Stored data entries:
--- Begin ---

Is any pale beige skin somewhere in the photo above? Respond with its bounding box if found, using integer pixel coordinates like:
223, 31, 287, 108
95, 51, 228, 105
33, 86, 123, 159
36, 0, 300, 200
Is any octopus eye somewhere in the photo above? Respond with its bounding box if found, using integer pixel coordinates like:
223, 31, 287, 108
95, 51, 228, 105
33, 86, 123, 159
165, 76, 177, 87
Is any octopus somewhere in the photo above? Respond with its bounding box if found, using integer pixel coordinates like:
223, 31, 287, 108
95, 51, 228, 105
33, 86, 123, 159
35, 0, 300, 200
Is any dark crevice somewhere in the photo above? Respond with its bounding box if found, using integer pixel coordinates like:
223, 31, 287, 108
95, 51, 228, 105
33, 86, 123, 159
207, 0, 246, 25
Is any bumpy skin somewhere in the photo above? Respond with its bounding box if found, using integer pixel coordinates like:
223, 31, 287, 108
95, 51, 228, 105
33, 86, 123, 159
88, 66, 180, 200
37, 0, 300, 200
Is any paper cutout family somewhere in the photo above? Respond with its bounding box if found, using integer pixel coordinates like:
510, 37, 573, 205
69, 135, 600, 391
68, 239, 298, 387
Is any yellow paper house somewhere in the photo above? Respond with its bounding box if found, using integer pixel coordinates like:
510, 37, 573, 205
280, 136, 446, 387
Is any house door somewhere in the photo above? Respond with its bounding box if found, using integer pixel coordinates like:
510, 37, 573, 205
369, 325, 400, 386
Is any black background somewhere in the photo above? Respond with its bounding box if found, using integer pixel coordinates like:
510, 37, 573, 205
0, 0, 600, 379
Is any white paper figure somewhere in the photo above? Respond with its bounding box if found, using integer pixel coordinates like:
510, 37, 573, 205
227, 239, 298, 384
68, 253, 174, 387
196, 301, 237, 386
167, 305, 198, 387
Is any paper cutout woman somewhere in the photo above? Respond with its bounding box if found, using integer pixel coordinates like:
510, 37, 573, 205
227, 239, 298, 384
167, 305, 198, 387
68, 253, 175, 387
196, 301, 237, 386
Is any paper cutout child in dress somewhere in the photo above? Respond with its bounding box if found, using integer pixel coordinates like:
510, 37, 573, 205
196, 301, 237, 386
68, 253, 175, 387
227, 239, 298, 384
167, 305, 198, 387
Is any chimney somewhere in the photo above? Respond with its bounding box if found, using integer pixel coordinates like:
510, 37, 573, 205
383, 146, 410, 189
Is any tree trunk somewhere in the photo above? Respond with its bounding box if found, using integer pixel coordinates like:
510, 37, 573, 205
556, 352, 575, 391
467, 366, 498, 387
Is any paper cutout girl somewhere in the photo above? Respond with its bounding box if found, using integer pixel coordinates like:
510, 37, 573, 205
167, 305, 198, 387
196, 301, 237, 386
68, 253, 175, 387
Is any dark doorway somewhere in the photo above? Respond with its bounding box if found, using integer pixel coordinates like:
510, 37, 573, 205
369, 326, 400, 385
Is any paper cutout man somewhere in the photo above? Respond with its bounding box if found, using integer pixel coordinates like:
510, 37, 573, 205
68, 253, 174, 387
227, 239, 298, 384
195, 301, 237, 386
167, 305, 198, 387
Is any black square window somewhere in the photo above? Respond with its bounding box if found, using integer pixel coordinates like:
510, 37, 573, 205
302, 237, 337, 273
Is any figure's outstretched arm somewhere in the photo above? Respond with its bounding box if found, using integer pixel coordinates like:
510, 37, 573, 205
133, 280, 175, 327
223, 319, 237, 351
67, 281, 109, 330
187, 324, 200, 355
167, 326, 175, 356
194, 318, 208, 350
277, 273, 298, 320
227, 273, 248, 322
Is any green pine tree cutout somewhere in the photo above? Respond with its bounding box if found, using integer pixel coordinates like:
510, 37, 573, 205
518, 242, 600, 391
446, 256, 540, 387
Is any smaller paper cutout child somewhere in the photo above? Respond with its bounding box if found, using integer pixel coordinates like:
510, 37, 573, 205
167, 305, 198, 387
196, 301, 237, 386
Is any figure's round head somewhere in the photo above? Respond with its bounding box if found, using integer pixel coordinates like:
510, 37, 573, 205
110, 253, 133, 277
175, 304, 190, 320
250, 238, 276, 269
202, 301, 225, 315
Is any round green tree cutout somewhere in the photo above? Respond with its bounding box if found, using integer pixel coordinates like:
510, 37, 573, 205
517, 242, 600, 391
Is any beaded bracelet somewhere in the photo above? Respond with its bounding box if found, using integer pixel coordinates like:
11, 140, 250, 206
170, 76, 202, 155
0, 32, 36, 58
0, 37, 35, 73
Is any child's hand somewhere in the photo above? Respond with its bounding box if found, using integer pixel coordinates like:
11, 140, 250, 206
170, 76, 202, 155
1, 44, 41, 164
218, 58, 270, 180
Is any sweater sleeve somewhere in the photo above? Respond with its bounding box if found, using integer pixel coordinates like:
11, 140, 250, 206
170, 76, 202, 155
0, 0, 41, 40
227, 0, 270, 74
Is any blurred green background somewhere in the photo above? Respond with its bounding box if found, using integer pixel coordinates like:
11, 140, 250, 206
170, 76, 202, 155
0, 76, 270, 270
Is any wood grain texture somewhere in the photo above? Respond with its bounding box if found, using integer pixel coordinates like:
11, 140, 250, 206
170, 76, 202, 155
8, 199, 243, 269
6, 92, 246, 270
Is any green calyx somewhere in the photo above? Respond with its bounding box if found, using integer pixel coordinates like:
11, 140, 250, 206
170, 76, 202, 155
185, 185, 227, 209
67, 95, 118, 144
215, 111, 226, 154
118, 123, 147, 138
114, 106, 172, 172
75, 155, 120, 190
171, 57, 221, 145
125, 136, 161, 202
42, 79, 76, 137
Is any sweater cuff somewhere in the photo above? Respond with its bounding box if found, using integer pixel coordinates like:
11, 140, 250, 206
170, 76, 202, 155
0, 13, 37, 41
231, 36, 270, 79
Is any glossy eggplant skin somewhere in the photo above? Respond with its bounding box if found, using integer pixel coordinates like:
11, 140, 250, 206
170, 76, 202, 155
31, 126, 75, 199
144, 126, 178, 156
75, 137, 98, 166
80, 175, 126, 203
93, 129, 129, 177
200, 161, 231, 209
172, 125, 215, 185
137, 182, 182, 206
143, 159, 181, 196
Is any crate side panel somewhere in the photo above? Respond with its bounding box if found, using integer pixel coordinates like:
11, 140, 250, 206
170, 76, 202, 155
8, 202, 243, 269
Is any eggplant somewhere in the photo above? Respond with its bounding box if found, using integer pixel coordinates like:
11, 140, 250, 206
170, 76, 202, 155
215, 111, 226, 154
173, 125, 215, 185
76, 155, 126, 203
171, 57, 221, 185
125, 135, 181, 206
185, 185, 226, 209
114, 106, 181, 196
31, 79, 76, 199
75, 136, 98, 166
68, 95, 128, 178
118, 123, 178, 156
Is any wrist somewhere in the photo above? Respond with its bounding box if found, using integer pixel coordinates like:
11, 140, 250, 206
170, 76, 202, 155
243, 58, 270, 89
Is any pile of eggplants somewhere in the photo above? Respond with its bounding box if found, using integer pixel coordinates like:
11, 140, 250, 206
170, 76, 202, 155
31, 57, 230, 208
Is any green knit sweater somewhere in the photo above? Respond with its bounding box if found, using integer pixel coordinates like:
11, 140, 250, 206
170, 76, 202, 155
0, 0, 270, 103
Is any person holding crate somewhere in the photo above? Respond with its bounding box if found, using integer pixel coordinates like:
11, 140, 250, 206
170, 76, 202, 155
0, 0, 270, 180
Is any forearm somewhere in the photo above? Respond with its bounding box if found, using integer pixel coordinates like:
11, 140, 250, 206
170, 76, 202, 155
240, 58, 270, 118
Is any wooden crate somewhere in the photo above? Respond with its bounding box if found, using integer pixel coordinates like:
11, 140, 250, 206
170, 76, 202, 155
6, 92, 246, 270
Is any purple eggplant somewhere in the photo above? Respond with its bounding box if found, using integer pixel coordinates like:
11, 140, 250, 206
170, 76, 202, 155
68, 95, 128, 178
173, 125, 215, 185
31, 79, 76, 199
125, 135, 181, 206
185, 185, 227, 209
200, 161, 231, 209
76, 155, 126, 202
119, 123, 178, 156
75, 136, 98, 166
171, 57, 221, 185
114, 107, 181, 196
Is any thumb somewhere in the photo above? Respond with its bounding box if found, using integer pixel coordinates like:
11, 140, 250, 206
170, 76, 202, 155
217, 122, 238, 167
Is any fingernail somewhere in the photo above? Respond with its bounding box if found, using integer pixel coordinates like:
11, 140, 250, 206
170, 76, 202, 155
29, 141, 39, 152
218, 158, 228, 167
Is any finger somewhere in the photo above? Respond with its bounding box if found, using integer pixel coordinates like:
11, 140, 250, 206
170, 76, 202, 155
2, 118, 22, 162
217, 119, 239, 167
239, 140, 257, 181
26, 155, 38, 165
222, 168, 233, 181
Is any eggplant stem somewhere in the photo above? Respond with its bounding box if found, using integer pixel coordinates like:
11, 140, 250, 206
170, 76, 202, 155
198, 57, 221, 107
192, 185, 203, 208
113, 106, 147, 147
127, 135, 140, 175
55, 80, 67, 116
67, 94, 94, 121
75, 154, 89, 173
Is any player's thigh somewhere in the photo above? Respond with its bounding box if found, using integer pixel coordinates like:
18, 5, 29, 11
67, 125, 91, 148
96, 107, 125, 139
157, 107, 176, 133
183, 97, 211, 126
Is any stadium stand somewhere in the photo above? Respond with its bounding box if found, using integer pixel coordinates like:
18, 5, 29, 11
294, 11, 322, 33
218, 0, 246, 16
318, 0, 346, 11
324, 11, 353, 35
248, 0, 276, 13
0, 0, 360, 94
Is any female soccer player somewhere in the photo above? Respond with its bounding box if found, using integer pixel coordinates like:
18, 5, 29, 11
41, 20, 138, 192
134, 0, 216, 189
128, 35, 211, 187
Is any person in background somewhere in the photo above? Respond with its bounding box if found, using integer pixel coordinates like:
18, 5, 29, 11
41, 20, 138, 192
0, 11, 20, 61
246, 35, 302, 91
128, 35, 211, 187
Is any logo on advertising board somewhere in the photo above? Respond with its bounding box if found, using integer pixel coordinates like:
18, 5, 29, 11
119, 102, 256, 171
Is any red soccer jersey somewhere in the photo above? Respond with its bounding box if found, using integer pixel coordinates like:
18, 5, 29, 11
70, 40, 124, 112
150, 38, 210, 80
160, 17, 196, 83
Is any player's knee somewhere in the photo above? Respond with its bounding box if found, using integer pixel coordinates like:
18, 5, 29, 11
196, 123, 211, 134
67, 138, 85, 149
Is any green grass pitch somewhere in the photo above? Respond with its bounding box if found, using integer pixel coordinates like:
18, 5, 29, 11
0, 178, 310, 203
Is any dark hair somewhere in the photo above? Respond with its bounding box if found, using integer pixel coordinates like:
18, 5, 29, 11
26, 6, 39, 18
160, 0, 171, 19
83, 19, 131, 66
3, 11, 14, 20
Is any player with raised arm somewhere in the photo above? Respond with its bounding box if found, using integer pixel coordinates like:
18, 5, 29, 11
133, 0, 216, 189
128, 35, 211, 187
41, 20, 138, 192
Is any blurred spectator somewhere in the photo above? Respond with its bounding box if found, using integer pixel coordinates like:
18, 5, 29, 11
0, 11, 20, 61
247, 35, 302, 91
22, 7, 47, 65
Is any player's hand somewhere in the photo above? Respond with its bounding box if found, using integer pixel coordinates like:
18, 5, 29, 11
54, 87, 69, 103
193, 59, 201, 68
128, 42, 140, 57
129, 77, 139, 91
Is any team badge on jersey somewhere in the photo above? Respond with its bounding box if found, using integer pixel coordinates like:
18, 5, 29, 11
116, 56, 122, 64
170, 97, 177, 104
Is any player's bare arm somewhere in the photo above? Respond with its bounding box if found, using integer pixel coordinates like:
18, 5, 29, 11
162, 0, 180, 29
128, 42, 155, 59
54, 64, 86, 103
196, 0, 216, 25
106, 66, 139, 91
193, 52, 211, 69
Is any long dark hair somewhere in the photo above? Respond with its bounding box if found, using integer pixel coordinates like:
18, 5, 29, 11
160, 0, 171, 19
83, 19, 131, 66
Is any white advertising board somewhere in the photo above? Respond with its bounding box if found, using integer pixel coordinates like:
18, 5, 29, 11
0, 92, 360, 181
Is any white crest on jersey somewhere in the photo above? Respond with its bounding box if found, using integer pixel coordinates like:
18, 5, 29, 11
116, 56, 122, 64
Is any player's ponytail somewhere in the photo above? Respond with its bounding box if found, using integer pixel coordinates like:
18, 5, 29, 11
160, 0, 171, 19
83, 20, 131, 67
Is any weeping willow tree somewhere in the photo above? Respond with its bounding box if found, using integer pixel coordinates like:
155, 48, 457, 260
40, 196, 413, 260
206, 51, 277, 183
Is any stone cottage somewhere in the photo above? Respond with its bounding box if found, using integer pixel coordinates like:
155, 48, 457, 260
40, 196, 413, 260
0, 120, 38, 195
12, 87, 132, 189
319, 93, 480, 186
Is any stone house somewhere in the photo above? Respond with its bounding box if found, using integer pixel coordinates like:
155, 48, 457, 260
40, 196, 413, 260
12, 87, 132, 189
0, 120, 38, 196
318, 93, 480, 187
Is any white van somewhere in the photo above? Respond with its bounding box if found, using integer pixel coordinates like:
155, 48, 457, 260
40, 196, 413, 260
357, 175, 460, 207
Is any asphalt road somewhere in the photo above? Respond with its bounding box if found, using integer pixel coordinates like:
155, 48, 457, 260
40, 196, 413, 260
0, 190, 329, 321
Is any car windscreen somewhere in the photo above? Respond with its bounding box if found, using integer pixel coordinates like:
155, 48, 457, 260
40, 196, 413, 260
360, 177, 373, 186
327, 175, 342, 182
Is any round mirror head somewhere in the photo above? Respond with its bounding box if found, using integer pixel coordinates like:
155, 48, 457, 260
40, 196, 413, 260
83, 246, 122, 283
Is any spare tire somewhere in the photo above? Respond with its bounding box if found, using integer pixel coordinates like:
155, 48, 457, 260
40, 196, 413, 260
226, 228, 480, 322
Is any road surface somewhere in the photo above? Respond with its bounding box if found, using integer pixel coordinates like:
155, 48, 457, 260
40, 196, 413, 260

--- End ---

* _SET EXERCISE_: Rewrite the part of the records above that opens with the line containing "Is any house" and closes with the line containing "467, 366, 498, 387" as a JSON list of strings, one string per line, leaving out blank lines. Include both of those lines and nothing outside that span.

* _EXERCISE SOLUTION_:
[
  "Is any house door somewhere in the photo above? Respond with its bounding box if found, using integer pixel coordinates like:",
  "510, 37, 573, 205",
  "369, 325, 400, 386",
  "Is any black background somewhere in the photo above? Respond with its bounding box if found, using integer pixel coordinates like:",
  "510, 37, 573, 205",
  "0, 0, 600, 379",
  "Is any white paper figure somewhere in the photo above? Respond with its bounding box if found, using integer pixel coordinates like:",
  "510, 37, 573, 205",
  "227, 239, 298, 384",
  "68, 253, 174, 387",
  "196, 301, 237, 386",
  "167, 305, 198, 387",
  "Is any paper cutout woman somewhere in the photo above? Respond with its bounding box if found, using integer pixel coordinates like:",
  "510, 37, 573, 205",
  "227, 239, 298, 384",
  "167, 305, 198, 387",
  "68, 253, 175, 387",
  "196, 301, 237, 386",
  "Is any paper cutout child in dress somewhere in the photo above? Respond with its bounding box if found, using integer pixel coordinates like:",
  "510, 37, 573, 205",
  "196, 301, 237, 386",
  "68, 253, 175, 387",
  "227, 239, 298, 384",
  "167, 305, 198, 387",
  "Is any chimney somewhere in the photo above? Respond with its bounding box if found, using integer pixel coordinates like:",
  "510, 37, 573, 205",
  "383, 146, 410, 189",
  "Is any tree trunk somewhere in the photo above? Respond with its bounding box if found, using integer pixel coordinates like:",
  "510, 37, 573, 205",
  "556, 352, 575, 391",
  "467, 366, 498, 387"
]